------ Provided records

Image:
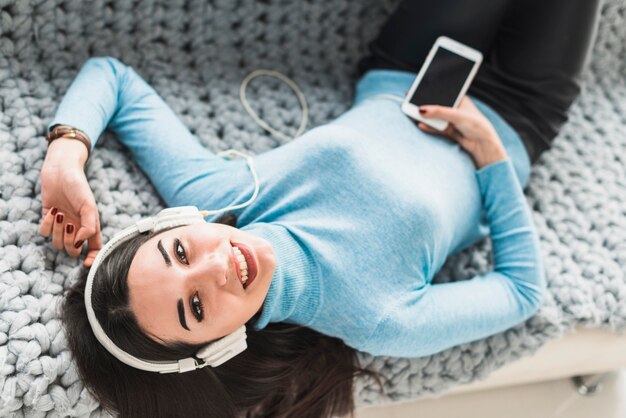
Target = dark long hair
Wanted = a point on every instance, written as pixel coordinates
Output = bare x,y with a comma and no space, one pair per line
286,371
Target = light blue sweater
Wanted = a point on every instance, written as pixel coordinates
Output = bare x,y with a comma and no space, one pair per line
361,212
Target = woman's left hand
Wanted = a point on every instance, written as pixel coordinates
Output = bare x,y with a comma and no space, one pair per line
69,211
469,128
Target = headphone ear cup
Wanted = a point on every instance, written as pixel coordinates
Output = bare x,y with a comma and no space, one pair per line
177,216
228,347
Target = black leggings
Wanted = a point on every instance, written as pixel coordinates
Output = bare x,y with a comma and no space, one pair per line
534,53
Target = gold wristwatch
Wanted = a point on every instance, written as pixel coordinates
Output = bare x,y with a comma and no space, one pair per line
66,131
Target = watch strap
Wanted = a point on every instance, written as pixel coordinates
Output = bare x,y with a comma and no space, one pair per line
65,131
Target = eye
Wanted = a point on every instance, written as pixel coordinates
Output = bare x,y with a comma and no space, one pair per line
196,307
180,252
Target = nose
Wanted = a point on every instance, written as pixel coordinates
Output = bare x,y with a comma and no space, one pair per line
214,266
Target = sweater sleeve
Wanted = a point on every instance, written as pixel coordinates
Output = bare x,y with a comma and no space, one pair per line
108,93
439,316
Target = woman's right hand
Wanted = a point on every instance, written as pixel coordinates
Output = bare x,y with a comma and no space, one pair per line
469,128
69,211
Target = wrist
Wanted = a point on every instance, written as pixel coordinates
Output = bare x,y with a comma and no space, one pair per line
67,150
490,152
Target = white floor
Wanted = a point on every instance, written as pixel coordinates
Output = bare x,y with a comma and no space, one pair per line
550,399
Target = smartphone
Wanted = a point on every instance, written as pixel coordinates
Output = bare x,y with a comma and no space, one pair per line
443,79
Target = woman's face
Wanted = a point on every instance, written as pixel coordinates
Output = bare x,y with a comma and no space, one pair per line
183,283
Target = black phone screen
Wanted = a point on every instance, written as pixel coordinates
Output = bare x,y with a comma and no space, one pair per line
443,79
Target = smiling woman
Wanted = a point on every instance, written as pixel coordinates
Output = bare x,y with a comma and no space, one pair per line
274,363
185,284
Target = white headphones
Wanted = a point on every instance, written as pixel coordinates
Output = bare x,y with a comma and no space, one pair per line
227,347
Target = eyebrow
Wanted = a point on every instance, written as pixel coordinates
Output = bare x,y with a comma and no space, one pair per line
181,314
180,305
166,256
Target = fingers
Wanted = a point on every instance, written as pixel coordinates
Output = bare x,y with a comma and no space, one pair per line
450,132
57,231
90,223
95,244
45,228
441,112
68,240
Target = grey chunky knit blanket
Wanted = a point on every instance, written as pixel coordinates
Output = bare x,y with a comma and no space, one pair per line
196,53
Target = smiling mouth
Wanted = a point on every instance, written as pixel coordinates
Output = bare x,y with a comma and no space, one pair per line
245,263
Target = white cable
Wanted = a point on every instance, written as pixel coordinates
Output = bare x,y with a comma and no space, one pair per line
261,122
232,152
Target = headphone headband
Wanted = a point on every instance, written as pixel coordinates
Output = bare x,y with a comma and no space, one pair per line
212,354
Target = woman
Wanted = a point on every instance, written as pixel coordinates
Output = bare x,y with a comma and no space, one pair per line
351,223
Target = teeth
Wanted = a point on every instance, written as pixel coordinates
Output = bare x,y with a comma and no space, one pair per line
242,264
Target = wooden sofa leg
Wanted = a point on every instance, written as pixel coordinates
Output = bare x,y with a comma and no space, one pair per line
590,384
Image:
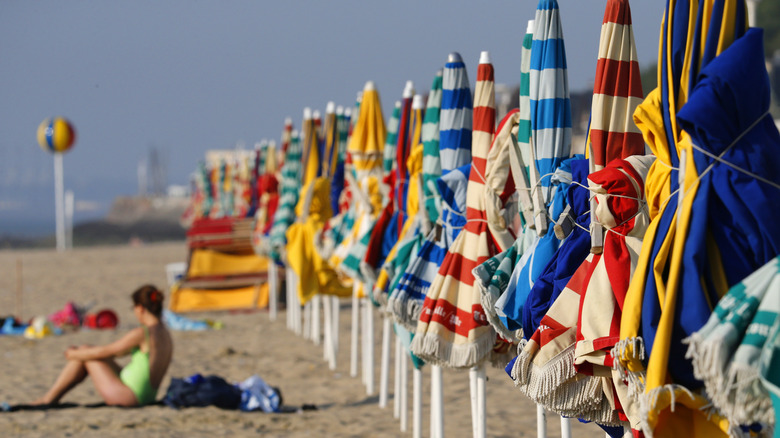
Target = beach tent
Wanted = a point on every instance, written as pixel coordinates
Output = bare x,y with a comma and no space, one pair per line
223,271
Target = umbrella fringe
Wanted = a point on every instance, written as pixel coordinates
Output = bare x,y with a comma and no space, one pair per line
635,380
405,310
558,387
435,350
488,301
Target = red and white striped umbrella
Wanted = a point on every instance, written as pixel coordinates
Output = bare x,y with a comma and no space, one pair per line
453,329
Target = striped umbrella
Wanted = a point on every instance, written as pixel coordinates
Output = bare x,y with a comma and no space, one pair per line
315,275
692,35
549,172
365,151
286,136
409,216
389,159
430,137
431,170
452,329
391,219
288,197
550,106
616,94
454,156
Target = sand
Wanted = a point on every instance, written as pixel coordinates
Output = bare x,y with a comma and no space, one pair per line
248,344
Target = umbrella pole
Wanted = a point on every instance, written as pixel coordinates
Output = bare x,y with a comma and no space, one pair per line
404,391
288,299
541,422
473,393
307,320
334,334
481,402
315,319
384,376
353,359
326,315
565,427
273,289
417,403
369,347
437,403
397,382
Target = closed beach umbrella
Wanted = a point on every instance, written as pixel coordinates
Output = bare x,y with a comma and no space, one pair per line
453,329
617,92
455,126
365,151
550,106
288,197
728,349
692,36
431,170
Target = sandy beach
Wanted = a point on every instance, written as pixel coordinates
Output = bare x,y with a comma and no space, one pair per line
248,344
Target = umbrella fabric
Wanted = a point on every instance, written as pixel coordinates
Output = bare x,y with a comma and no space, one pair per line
385,232
431,161
570,254
691,38
726,351
310,153
454,155
268,200
286,137
544,369
411,214
388,155
493,277
453,328
619,193
769,370
616,94
550,104
420,222
539,253
557,366
521,166
617,90
315,275
365,151
288,197
735,151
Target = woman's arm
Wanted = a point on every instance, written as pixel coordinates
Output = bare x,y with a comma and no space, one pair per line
117,348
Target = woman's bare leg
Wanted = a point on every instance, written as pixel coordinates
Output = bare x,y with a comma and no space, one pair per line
104,374
73,374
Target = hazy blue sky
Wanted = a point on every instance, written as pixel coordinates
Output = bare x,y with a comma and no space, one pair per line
188,76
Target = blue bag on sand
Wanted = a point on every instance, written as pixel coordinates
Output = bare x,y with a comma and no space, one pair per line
198,390
258,395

------------

(Your goal) Pick out every line above that holds the word "umbrella" and copy it.

(Answer space)
Target = umbrella fringe
Target = red and white striped umbrella
Target = striped umbrella
Target = umbrella pole
Target = closed beach umbrella
Target = umbrella fabric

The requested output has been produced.